▸ Information provided:
# # # # # # #
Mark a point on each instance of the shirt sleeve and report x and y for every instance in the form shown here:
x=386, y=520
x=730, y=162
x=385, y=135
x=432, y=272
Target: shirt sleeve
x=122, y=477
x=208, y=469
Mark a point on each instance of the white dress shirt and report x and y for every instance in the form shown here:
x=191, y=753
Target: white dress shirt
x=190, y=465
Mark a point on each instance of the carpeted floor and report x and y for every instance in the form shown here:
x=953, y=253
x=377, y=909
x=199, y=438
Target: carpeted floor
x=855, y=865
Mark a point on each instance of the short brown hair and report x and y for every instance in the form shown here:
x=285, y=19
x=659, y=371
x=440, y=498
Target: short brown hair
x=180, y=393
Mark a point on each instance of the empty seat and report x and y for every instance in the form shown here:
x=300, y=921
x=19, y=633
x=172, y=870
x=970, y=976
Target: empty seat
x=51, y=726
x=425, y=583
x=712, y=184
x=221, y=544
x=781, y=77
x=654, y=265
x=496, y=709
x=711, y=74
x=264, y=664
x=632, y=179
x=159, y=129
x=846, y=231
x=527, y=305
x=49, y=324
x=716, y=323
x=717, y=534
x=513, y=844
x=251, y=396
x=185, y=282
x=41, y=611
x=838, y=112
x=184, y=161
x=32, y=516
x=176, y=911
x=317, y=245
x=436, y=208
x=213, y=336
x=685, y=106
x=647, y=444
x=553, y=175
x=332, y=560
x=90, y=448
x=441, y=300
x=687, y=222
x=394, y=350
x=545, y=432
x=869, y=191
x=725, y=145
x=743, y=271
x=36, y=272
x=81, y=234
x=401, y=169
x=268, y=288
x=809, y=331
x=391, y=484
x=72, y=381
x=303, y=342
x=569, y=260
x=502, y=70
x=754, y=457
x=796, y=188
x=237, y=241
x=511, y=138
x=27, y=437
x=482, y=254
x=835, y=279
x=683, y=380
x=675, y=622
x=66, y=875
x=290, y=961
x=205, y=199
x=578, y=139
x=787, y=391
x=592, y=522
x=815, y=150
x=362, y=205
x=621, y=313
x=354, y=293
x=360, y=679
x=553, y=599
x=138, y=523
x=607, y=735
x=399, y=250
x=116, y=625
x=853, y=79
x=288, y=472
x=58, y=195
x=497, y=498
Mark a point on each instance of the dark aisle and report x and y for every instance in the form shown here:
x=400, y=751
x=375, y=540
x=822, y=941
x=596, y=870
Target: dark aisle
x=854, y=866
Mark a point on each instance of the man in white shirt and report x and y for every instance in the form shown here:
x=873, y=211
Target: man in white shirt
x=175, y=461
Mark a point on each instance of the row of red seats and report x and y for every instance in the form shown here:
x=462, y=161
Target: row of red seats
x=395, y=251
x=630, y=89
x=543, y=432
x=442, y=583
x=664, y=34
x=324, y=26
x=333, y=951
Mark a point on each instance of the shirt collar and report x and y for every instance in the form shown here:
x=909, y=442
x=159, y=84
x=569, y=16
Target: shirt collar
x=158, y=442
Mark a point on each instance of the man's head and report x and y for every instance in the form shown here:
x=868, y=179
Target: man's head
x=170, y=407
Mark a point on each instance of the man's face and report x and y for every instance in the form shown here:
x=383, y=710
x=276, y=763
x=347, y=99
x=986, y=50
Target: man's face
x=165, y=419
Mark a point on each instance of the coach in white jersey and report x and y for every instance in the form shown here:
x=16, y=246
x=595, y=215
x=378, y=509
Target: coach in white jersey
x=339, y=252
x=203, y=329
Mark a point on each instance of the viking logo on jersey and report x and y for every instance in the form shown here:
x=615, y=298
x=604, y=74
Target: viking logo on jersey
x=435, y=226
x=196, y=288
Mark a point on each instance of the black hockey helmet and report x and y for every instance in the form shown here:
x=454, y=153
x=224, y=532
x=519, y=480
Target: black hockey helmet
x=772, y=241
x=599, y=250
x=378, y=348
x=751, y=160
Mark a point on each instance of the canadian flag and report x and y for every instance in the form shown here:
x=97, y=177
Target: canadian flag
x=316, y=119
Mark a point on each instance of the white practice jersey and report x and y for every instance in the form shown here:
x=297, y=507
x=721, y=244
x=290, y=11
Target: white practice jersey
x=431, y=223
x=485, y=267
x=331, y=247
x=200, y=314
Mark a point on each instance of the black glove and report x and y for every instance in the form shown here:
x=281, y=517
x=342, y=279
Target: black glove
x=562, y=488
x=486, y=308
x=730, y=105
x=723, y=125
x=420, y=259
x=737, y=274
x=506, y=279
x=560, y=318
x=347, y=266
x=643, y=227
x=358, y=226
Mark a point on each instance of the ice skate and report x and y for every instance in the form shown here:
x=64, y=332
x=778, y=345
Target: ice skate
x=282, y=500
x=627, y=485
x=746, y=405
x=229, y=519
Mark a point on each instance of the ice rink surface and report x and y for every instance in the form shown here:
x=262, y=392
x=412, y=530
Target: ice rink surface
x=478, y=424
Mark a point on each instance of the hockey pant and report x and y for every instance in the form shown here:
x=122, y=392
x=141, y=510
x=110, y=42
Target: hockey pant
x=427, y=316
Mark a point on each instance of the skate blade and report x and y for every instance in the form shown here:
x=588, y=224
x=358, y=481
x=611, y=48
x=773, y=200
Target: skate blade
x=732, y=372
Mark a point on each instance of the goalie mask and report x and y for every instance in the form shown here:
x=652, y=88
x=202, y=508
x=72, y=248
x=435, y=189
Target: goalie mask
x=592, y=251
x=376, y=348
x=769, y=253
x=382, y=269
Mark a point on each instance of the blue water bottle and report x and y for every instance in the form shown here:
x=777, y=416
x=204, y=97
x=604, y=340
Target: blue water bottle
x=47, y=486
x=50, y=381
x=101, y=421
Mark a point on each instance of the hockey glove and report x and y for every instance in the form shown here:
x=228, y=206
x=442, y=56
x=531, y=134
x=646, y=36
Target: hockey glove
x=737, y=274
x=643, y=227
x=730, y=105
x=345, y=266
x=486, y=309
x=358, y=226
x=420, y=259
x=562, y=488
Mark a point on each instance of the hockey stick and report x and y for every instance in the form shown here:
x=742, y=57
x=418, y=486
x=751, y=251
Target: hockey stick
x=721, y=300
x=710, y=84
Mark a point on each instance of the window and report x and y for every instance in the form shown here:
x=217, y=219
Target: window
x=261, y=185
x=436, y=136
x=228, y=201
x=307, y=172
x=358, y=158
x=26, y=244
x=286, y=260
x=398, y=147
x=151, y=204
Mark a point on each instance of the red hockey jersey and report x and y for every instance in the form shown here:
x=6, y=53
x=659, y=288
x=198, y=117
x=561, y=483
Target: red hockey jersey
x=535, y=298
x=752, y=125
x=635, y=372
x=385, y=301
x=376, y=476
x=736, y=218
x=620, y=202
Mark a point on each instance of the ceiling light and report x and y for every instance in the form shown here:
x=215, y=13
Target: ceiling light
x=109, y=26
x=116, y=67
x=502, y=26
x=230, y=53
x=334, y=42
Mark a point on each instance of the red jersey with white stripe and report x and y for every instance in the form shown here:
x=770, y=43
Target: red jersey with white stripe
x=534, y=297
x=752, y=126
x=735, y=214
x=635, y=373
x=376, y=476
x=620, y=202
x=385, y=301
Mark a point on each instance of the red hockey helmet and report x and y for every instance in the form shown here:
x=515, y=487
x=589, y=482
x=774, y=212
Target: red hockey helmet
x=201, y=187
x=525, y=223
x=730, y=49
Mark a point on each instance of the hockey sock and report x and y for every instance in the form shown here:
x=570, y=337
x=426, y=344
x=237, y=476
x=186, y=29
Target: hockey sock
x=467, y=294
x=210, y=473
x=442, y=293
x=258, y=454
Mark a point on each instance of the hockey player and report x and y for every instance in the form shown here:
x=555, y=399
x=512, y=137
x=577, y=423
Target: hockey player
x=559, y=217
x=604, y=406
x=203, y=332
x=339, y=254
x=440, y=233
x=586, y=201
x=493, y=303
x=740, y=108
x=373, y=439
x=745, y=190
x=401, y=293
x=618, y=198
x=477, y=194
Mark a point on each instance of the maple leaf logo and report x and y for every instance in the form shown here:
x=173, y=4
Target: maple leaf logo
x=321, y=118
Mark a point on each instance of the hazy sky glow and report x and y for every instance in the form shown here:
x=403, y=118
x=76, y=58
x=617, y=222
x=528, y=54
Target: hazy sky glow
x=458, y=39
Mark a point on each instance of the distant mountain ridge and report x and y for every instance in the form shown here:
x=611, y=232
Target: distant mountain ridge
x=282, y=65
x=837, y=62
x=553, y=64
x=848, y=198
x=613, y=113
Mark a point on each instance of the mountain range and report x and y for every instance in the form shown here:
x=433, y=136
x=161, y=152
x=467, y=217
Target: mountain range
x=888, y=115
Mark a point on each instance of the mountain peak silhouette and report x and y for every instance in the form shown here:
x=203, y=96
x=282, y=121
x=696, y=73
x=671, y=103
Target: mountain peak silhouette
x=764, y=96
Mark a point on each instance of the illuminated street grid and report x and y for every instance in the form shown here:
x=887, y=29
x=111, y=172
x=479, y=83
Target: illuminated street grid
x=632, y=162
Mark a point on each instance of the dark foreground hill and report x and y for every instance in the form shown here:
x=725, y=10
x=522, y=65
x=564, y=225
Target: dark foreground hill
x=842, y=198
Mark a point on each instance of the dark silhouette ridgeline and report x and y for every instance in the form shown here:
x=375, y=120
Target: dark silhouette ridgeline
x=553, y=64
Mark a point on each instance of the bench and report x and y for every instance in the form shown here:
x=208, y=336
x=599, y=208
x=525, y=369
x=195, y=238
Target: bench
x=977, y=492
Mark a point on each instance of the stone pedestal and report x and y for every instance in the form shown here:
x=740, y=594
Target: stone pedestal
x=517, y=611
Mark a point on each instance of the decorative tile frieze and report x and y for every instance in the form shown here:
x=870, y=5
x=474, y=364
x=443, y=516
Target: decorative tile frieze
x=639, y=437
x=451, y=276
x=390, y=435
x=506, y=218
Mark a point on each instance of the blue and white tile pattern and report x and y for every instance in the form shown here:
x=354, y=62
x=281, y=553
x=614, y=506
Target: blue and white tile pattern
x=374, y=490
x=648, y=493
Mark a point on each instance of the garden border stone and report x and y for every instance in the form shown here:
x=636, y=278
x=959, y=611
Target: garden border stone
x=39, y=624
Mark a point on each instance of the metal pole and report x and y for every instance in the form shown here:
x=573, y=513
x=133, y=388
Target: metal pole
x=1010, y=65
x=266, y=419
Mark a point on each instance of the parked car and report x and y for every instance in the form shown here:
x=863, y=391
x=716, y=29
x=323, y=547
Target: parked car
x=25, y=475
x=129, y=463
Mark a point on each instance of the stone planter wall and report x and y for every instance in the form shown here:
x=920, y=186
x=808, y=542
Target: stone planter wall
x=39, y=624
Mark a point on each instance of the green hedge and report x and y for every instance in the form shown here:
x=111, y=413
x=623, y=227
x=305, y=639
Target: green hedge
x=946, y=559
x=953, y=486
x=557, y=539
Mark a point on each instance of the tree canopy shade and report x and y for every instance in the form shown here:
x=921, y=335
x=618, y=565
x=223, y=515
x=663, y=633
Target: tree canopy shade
# # # # # # #
▸ Prompt:
Could you update the material starting at the line containing "Mark a point on each instance of the green" and ending at its final line, writing "shaded lawn" wherever "tree canopy shade" appears? Give back only those lines, with everything else unchanged.

▸ Result of this task:
Mark a point on each instance of the green hedge and report x and y for every instance in the form shown here:
x=111, y=413
x=623, y=227
x=305, y=639
Target: green hedge
x=946, y=559
x=953, y=486
x=557, y=539
Mark a point on each instance of the shaded lawn and report x and y for every instance in the form shown here:
x=921, y=335
x=618, y=565
x=223, y=515
x=663, y=633
Target: shaded lawn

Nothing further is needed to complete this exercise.